DATA:
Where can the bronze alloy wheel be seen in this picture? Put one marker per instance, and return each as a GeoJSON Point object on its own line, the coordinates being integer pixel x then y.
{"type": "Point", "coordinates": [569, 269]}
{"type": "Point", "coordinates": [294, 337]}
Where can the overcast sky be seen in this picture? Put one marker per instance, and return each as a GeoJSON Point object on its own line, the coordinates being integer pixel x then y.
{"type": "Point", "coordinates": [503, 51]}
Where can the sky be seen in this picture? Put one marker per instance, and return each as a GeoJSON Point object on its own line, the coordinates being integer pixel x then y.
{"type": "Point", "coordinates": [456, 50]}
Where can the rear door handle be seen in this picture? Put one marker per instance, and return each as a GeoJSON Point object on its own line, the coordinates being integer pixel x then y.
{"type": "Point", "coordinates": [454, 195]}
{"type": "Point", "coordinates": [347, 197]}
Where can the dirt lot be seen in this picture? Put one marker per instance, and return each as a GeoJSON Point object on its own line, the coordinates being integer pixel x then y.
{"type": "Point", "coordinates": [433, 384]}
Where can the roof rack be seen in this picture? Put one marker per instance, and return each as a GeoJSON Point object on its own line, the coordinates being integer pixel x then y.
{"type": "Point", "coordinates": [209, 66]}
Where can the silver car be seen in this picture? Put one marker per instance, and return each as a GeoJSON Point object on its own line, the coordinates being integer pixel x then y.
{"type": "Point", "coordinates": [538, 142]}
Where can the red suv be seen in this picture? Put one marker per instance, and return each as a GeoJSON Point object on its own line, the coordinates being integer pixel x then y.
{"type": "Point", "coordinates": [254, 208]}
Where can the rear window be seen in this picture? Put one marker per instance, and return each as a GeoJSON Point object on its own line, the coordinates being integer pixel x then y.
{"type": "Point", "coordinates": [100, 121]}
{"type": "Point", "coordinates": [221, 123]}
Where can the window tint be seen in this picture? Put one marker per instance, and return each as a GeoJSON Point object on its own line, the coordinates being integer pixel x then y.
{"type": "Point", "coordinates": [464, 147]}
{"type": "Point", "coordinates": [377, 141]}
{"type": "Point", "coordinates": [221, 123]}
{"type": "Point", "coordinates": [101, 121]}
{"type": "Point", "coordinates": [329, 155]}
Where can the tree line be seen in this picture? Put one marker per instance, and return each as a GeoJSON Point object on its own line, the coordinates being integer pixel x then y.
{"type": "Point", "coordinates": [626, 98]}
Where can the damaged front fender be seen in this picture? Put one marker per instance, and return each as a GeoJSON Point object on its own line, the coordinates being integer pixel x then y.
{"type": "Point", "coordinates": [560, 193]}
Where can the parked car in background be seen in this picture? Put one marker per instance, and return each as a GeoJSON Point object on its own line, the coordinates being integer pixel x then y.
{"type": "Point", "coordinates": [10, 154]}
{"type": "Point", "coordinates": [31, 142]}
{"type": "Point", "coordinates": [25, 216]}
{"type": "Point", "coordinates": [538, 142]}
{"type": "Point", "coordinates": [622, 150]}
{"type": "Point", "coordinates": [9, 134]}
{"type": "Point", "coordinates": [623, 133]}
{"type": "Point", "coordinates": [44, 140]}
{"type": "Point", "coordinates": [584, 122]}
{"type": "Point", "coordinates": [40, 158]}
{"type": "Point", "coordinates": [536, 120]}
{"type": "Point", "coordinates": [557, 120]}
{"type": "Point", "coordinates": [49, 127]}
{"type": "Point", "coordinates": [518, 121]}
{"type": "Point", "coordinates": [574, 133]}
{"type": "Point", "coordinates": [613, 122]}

PROBLEM DETAILS: Exactly as written, copy out all the entries above.

OUTPUT:
Where can the bronze alloy wheel be seen in this picture? Put one marker per instance, and return each as a GeoJSON Point object on its own line, the coordinates being integer pixel x then y.
{"type": "Point", "coordinates": [569, 269]}
{"type": "Point", "coordinates": [294, 337]}
Where can the overcast sky be seen in this picture? Put one marker per instance, and return each as a GeoJSON Point object on its own line, the coordinates being integer pixel x then y.
{"type": "Point", "coordinates": [503, 51]}
Where can the sky be seen in this picture? Put one marker per instance, and return each as a GeoJSON Point object on its own line, the coordinates being integer pixel x then y.
{"type": "Point", "coordinates": [456, 50]}
Where can the rear door handle be seen in this picture? Put one marker per instance, and return each as a GeoJSON Point object on its own line, the coordinates being integer pixel x then y.
{"type": "Point", "coordinates": [454, 195]}
{"type": "Point", "coordinates": [347, 197]}
Where can the dirt lot be seen in this picture? Put one marker per instance, and return each as a GeoJSON Point object on its own line, the coordinates being integer pixel x then y.
{"type": "Point", "coordinates": [433, 384]}
Where can the roof rack be seen in this picture? Put one marker per instance, and return each as a GeoJSON Point object on its own line, the coordinates being integer pixel x then y.
{"type": "Point", "coordinates": [209, 66]}
Where can the silver car be seen in this picture? Put one marker per instance, and return each as a GeoJSON Point object on its own line, the coordinates being integer pixel x then y.
{"type": "Point", "coordinates": [538, 142]}
Where can the red suv be seen in this picture? Put one marker per instance, and return each as a GeoJSON Point object on its own line, the coordinates being integer pixel x then y.
{"type": "Point", "coordinates": [254, 208]}
Where can the rear window be seen in this picture? Put one marker per instance, and return each as a GeoJSON Point object on its own line, the coordinates being integer pixel x then y.
{"type": "Point", "coordinates": [100, 121]}
{"type": "Point", "coordinates": [221, 123]}
Where can the window tint be seen in this picture? Put one marker per instance, and return each as a GeoJSON Point object on its own line, the coordinates being integer pixel x then y.
{"type": "Point", "coordinates": [464, 147]}
{"type": "Point", "coordinates": [377, 141]}
{"type": "Point", "coordinates": [221, 123]}
{"type": "Point", "coordinates": [101, 121]}
{"type": "Point", "coordinates": [329, 155]}
Where can the tree line be seen in this picture? Put one marker per instance, and return each as a GeoJSON Point object on its own line, the coordinates being integer pixel x then y.
{"type": "Point", "coordinates": [626, 98]}
Where can the damaged front fender be seen in this picture? Put one marker per instance, and return each as a GeoJSON Point object on its own line, the coordinates being integer pixel x then y.
{"type": "Point", "coordinates": [560, 193]}
Where can the parked car in background be seen in this picture? Put one marker per instance, and return each as a GeoJSON Point object on its own line, the coordinates being integer pixel x then y.
{"type": "Point", "coordinates": [10, 154]}
{"type": "Point", "coordinates": [31, 142]}
{"type": "Point", "coordinates": [25, 216]}
{"type": "Point", "coordinates": [538, 142]}
{"type": "Point", "coordinates": [622, 150]}
{"type": "Point", "coordinates": [9, 134]}
{"type": "Point", "coordinates": [623, 133]}
{"type": "Point", "coordinates": [44, 140]}
{"type": "Point", "coordinates": [584, 122]}
{"type": "Point", "coordinates": [40, 158]}
{"type": "Point", "coordinates": [536, 120]}
{"type": "Point", "coordinates": [557, 120]}
{"type": "Point", "coordinates": [49, 127]}
{"type": "Point", "coordinates": [518, 121]}
{"type": "Point", "coordinates": [574, 133]}
{"type": "Point", "coordinates": [613, 122]}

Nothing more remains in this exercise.